> **Problem requirements**: Print all entries precisely as they are written.

-=-=-

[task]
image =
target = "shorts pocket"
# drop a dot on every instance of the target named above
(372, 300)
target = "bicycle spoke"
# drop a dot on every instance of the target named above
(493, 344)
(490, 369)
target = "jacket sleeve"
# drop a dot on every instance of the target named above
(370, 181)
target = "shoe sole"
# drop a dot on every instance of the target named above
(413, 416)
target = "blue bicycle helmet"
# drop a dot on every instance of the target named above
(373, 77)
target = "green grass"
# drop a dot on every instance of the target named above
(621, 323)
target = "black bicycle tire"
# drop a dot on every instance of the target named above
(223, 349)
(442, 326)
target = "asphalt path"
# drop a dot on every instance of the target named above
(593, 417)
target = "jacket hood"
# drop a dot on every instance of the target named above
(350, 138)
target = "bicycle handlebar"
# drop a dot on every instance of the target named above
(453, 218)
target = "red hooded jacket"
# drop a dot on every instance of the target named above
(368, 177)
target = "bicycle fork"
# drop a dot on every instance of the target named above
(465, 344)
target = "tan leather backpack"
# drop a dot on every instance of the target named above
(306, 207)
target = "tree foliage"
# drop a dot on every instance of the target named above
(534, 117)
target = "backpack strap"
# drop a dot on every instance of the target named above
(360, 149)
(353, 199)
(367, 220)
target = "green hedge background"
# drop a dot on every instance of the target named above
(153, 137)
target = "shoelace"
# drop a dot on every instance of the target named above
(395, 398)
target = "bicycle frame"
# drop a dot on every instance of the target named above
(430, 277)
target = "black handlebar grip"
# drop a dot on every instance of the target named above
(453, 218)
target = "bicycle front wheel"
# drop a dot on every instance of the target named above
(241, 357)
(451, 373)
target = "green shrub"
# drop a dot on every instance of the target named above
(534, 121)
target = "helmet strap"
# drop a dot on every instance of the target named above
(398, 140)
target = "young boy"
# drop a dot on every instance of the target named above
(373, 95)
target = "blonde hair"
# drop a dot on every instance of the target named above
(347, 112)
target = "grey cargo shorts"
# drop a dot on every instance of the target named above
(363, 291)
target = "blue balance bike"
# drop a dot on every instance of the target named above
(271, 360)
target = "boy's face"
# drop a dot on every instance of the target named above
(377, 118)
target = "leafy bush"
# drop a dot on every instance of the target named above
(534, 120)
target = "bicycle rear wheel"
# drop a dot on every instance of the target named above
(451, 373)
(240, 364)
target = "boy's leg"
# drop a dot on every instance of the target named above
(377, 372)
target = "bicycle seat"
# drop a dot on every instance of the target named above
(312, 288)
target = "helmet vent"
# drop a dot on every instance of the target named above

-=-=-

> **Completed task**:
[task]
image =
target = "shorts pocket"
# drop a dot on every instance of the target named above
(372, 300)
target = "bicycle spoke"
# drop a dot on every instance of the target named above
(493, 344)
(490, 369)
target = "jacket sleeve"
# drop a dot on every instance of the target named above
(370, 181)
target = "shoe sole"
# drop a dot on every instance of the target named above
(413, 416)
target = "blue bicycle helmet"
# drop a dot on every instance of the target named above
(373, 77)
target = "green grass"
# drop a dot on every instance of the target named above
(621, 323)
target = "black bicycle tire"
# drop a dot on every instance of the target named above
(223, 349)
(442, 326)
target = "asphalt path"
# drop a dot on every instance of the target named above
(593, 417)
target = "jacket hood"
# drop a dot on every instance of the target named above
(350, 138)
target = "bicycle handlebar"
# drop a dot on every instance of the target named above
(453, 218)
target = "red hooded jacket"
# drop a dot on every instance of the target named above
(368, 177)
target = "bicycle fork"
# drop a dot on every instance of the target named above
(465, 344)
target = "tan leather backpack"
# drop a dot on every instance of the target named above
(306, 207)
target = "tree foliage"
# drop a dot on every instance of the target named above
(534, 117)
target = "backpack strap"
# drop a dot on every instance of the target named above
(360, 149)
(353, 199)
(367, 220)
target = "green hedge background"
# drop a dot on every instance of the target named above
(153, 137)
target = "shoelace"
# drop a dot on every instance of the target named above
(395, 398)
target = "bicycle frame"
# drop a dot on every instance of the target named above
(430, 277)
target = "black handlebar grip"
# drop a dot on every instance of the target named above
(453, 218)
target = "bicycle front wheel"
# drop a dot on every instance of the target named above
(241, 357)
(451, 373)
target = "green shrub"
# drop a dot on every instance of the target named above
(534, 121)
target = "helmet strap"
# drop a dot on every instance of the target named above
(398, 140)
target = "young boy"
# drop a dot on every instance of the target named above
(373, 95)
target = "blonde hair"
# drop a dot on every instance of the target named above
(347, 112)
target = "grey cargo shorts"
# drop a dot on every instance of the target named above
(363, 291)
target = "blue balance bike"
# drop a dot on every instance of the target named above
(271, 360)
target = "boy's face"
# drop a dot on every instance of the target named above
(377, 118)
target = "leafy bush"
# drop a dot on every instance of the target named above
(534, 120)
target = "bicycle rear wheel"
# drop a dot on every instance of the target named above
(451, 373)
(240, 364)
target = "boy's leg"
# drop a dot on every instance of the target named above
(377, 372)
target = "bicycle seat"
# drop a dot on every instance of the target named above
(312, 288)
target = "helmet vent"
# drop a dot on every instance of the target named above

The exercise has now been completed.